— start of EXCERPTED PASSAGE —

In this simulation, teams are competing for market share, which means that they are selling similar products but trying to make them more attractive through differentiation and price leadership. Competitor analysis was critical to understand how we could tip the market dynamics in our favor. After the first four rounds, I discovered that the teams with relatively high gross profit were mostly occupying the luxury market segment because of the higher price for this type of vehicle. Yet, focusing on the luxury market segment poses its own set of risks as its share is not significant. Nevertheless, I considered it a blue ocean market – an untapped territory fills of potential, as shown in figure 2.

The number of models in round 4
Figure 2. The number of models in round 4

We made a decision to invest in the luxury market at a small cost, and prevent the other competing teams from making more sales through price leadership, which is one of Porter’s primary strategies (Bhatia, 2016). For instance, as seen in Table 3, G2T8 sold a total of 14,567 cars for 100,000 pounds, and, thus, took up a market share of 2.46%. Our team set a lower price (70,000 pounds) and produced 10,000 – less than the competitor’s team. Because of a smaller quantity of produced cars, we were able to achieve an optimally lower cost input. It was due to the lower price and superior configuration that we were able to limit the sales volume of this team in this market segment. Therefore, the G2T8’s market share in the luxury segment ended up being lost to us, and we were able to limit the G2T8’s total profit by shrinking its market share.

Table 3. The number of models in round 4

The number of models in round 4

Table 4 shows the results of our fifth round, where our team sold 9,607 cars. In other words, it means that almost all of our FTG-5 are sold as shown in Figure 3, and the luxury model of G2T8 has experienced a significant decline in sales. Therefore, our strategy can be considered an effective one. Since the effect of the fifth round was relatively good, our team kept the same car setting for Rounds 6, 7, and 8, only occasionally changing production quantity but no other options. Concurrently, other groups took risks changing their car models. In contrast, the results of our team were predictably stable, without any significant surges.

— end of EXCERPTED PASSAGE —
— start of DATA SHOWN —

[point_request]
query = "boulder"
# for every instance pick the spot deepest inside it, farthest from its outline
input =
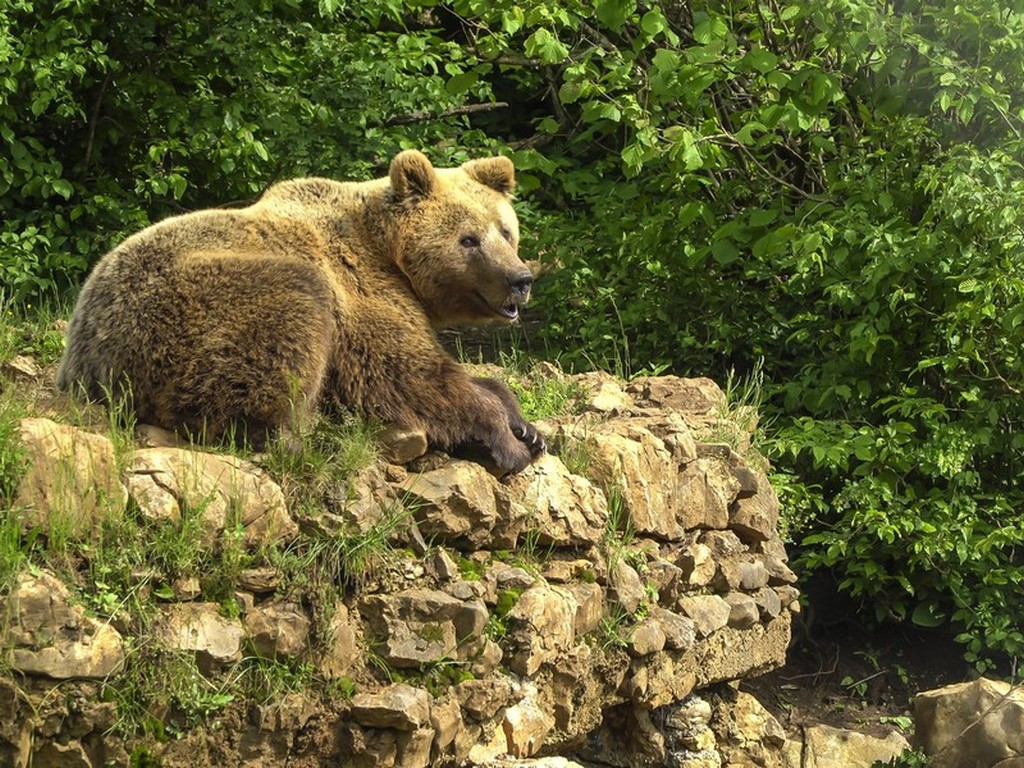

— end of DATA SHOWN —

▸ **EXERCISES TO COMPLETE**
A. Answer these about the car-market simulation passage:
(i) What kind of market did the writer consider the luxury segment to be?
(ii) What price did G2T8 charge for its luxury cars?
(iii) How many cars did the writer's team sell in the fifth round?
B. Keep writing the car-market simulation passage, picking up right after its final sentence.
The material has no connection to the passage about the car-market simulation.

▸ **ANSWERS FOR THE EXERCISE**
A.
(i) A blue ocean market, an untapped territory full of potential.
(ii) 100,000 pounds.
(iii) 9,607 cars.

B.
Table 4. The company report of FTG in round 5

The company report of FTG in round 5

 G2T8 luxury model sales in round 5
Figure 3. G2T8 luxury model sales in round 5

By Round 9, I started looking for more data to inform our decisions. By analyzing the market data of other groups, I found that G2T4 and G2T8 have the same characteristics. Those two groups were the leaders as their product sales volume was much higher as compared to the rest of the team. What captured my attention though is that apparently G2T4 and G2T8 did not capitalize on price leadership since their prices were much higher than those of other teams. Actually, not only prices were greater but also so were their sales and margins.

I concluded that those teams must have gone down the differentiation path. My assumptions were confirmed by their car model data: the teams invested in the option, design, and research and development. By that time, it had dawned on me that our team never took the key perception factors into consideration (KPF) (Table 5). KPF provided another valuable source of data to drive business decisions. As seen in Table 5, our models were underperforming as per criteria such as speed (21% vs ideal 75%) and green technology (11% vs 65%). Our team was confronted with a dilemma as we somehow had to balance key perception factors, customer preference, and cost. We took a risk by focusing on key perception factors, simultaneously raising the price, though not higher than the two leading teams.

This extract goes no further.